• **Exercise 1**
Give the car audio thread below again, starting with "## DonutHands (Jan" and going on through "successful for me.", and change "customer" to "client".

• **Text segment**

For me, I find that once you exceed 110-115db in a car... where's the "quality" in that?


----------



## DonutHands (Jan 27, 2006)

npdang said:


> I tend to tune with alot of cuts below 60hz, and sometimes I use a subsonic filter ~30hz if I think the customer is one that likes to crank and that's been pretty successful for me.


tune mine!


----------



## backwoods (Feb 22, 2006)

exmaxima1 said:


> Why would you run them IB? They certainly do not have the T-S parameters for an IB design. Has anyone else tried them IB with success?
> 
> Matthew


 
The drivers I am currently using can easily reach 50 hz and below. The combination of a low fs and an IB config would give an incredible low end. Also, may help the cone stay more linear without compression being an issue and low power requiements and minimal excursion needed from having the cone area from 4 drivers, may help in avoiding any buckling.


----------



## MarkZ (Dec 5, 2005)

npdang said:


> They're saying it's more than enough for SQ use. And I'd have to say I agree.


But, as is true with most speakers, that's highly dependent on the listener preferences and the specifics of the car/installation. To use an extreme example, even you might acknowledge that a single DIYMA 12 on 400w may not be "more than enough for SQ use" in a large van.

• **Exercise 2**
Gather each line of the listing below that contains the string "rings".

• **Extracted data**
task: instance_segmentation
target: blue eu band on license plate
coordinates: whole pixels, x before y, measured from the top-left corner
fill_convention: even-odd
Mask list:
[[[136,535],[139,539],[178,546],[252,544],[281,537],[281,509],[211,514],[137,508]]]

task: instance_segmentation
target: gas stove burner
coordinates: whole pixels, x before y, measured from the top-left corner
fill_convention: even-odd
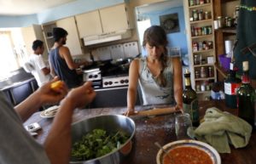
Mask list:
[[[102,77],[102,88],[123,87],[128,83],[128,76]]]

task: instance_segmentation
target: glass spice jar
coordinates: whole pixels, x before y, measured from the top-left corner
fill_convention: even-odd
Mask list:
[[[205,66],[201,67],[200,70],[200,76],[201,78],[206,78],[207,77],[207,68]]]

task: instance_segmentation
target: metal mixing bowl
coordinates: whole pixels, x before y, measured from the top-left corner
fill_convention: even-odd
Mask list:
[[[76,164],[119,164],[131,151],[132,139],[135,134],[135,123],[131,118],[121,115],[102,115],[88,118],[72,125],[73,143],[81,139],[82,136],[96,128],[106,130],[108,133],[120,130],[131,137],[119,149],[103,156],[84,161],[70,161]]]

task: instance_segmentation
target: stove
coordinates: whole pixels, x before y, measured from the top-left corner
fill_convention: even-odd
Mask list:
[[[119,75],[117,76],[102,77],[102,88],[113,88],[128,86],[129,76]]]
[[[128,86],[129,68],[121,69],[119,65],[111,64],[111,60],[94,62],[84,70],[84,82],[92,82],[94,88]]]

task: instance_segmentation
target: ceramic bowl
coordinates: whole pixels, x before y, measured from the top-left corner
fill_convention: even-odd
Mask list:
[[[217,152],[217,150],[212,147],[211,145],[196,140],[191,140],[191,139],[184,139],[184,140],[177,140],[172,143],[169,143],[163,146],[163,148],[167,151],[170,152],[171,150],[180,148],[180,147],[190,147],[195,148],[197,150],[201,150],[204,152],[206,152],[209,157],[212,160],[212,164],[221,164],[221,160],[219,154]],[[171,153],[172,154],[172,153]],[[186,152],[186,155],[189,154],[189,152]],[[156,156],[156,162],[157,164],[164,164],[163,161],[166,155],[160,150]],[[166,156],[167,157],[167,156]],[[172,155],[171,155],[172,157]],[[193,159],[193,156],[192,156]],[[172,161],[175,164],[175,161]],[[198,163],[198,162],[197,162]]]

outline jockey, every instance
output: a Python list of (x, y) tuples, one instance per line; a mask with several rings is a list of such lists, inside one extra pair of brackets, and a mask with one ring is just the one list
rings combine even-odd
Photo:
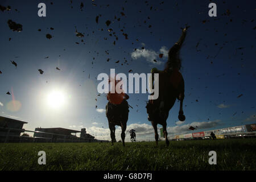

• **Right answer 1**
## DonutHands (Jan 27, 2006)

npdang said:


> I tend to tune with alot of cuts below 60hz, and sometimes I use a subsonic filter ~30hz if I think the client is one that likes to crank and that's been pretty successful for me.

• **Right answer 2**
output: a Python list of (x, y) tuples, one instance per line; a mask with several rings is a list of such lists, inside one extra pair of brackets, and a mask with one ring is just the one list
rings combine even-odd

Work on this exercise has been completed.